Problem description: Please express each line of the records below as a row in a Markdown table, with the columns Row and Line, skipping blank lines and leaving out the pictures.

>> BEGIN Task material

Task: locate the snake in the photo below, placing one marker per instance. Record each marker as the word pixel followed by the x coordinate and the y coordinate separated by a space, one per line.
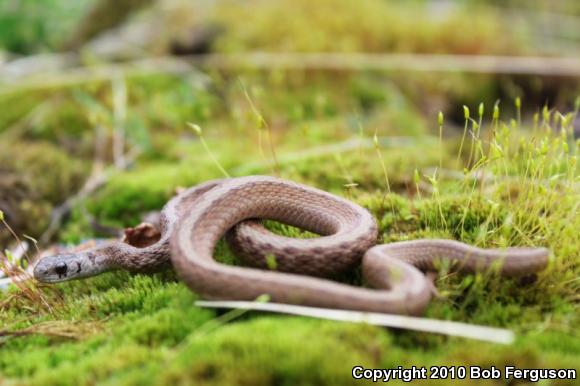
pixel 300 271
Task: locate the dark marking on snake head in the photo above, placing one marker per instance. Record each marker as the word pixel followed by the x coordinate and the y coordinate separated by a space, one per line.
pixel 61 269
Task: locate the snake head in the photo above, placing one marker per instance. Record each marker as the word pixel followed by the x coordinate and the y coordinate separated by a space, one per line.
pixel 58 268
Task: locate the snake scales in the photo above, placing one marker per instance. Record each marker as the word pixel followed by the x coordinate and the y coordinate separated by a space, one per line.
pixel 192 223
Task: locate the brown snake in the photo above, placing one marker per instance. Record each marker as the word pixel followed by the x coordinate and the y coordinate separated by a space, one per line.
pixel 193 222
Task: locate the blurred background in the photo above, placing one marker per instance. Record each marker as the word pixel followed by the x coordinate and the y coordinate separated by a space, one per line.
pixel 92 84
pixel 446 119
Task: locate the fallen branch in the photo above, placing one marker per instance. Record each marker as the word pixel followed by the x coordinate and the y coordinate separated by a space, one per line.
pixel 489 334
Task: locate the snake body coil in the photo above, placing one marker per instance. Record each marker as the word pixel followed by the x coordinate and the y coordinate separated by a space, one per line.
pixel 193 222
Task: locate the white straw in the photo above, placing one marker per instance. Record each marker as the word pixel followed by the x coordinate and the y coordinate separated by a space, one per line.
pixel 489 334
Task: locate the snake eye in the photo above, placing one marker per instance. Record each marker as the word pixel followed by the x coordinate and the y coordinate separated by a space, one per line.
pixel 60 268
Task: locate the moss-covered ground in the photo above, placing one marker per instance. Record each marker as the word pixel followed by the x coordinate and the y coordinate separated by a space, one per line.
pixel 491 176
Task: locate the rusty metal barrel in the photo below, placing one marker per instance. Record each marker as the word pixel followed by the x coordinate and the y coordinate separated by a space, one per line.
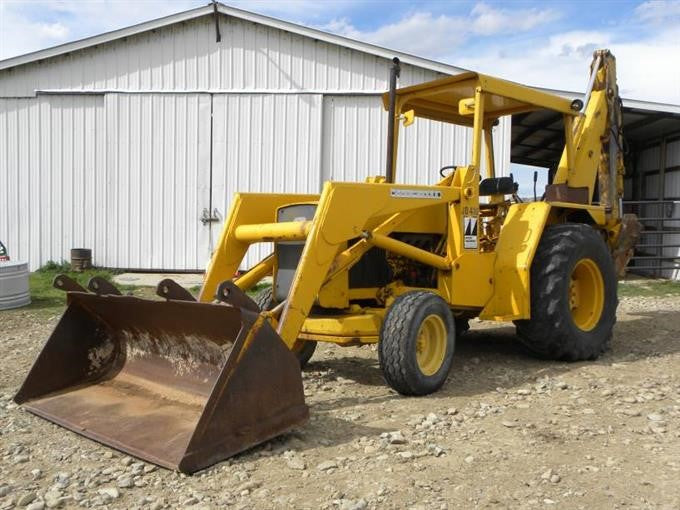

>> END Task material

Final answer:
| Row | Line |
|---|---|
| 1 | Task: locate the snake in the photo below, placing one marker per instance. Record each marker as the word pixel followed by the x coordinate and the y coordinate separated by a space, one per line. |
| 2 | pixel 300 271 |
| 3 | Task: locate the dark marking on snake head in the photo above, placing one marker per instance. Record each marker as the word pixel followed by the x coordinate and the y coordinate separated by a space, one per line. |
| 4 | pixel 61 269 |
| 5 | Task: locate the snake head in the photo above, placing one marker per instance. Record each marker as the word pixel followed by the x coordinate and the y coordinate separated by a space, one per line. |
| 6 | pixel 58 268 |
| 7 | Task: locate the snake scales in the photo above, placing one marker per instance. Record each marker as the word pixel followed by the x coordinate and the y coordinate separated by a space, one per line. |
| 8 | pixel 192 223 |
| 9 | Task: locate the brown snake in the photo above, placing one marker per instance. Record each marker as the word pixel followed by the x coordinate and the y coordinate separated by a space, one per line. |
| 10 | pixel 193 222 |
| 11 | Task: locate the blurred background in the photo above, placing one marker per instance. Record each marker as the word pixel followed by the x coordinate and the y coordinate separated by a space, one per line. |
| 12 | pixel 92 84 |
| 13 | pixel 446 119 |
| 14 | Task: locate the fallen branch in the photo above, placing one marker per instance. Record each marker as the word pixel followed by the x coordinate and the y coordinate separated by a space, one per line. |
| 15 | pixel 489 334 |
| 16 | Task: locate the snake body coil in the photo above, placing one marker per instance. Record each marker as the word pixel followed by the x coordinate and the y coordinate separated by a space, one per line. |
| 17 | pixel 193 222 |
| 18 | Task: locate the white straw in the photo above, placing one marker per instance. Record each marker as the word pixel followed by the x coordinate and the y coordinate separated by a space, one per line. |
| 19 | pixel 489 334 |
| 20 | Task: locate the snake eye in the photo above, placing one marker per instance. Record each marker as the word pixel followed by the x coordinate and the y coordinate separated by a space, one per line. |
| 21 | pixel 60 268 |
| 22 | Task: locate the moss-covered ground in the photo above, placing one marker per instance. Record each marker as the word pixel followed by the x coordinate and the y coordinate separated by a space, one per line. |
| 23 | pixel 491 176 |
| 24 | Task: locate the rusty metal barrel in the photo below, placing one marker per instance. Record each marker as the word pixel followed by the x coordinate and the y coordinate separated by a space, one per line. |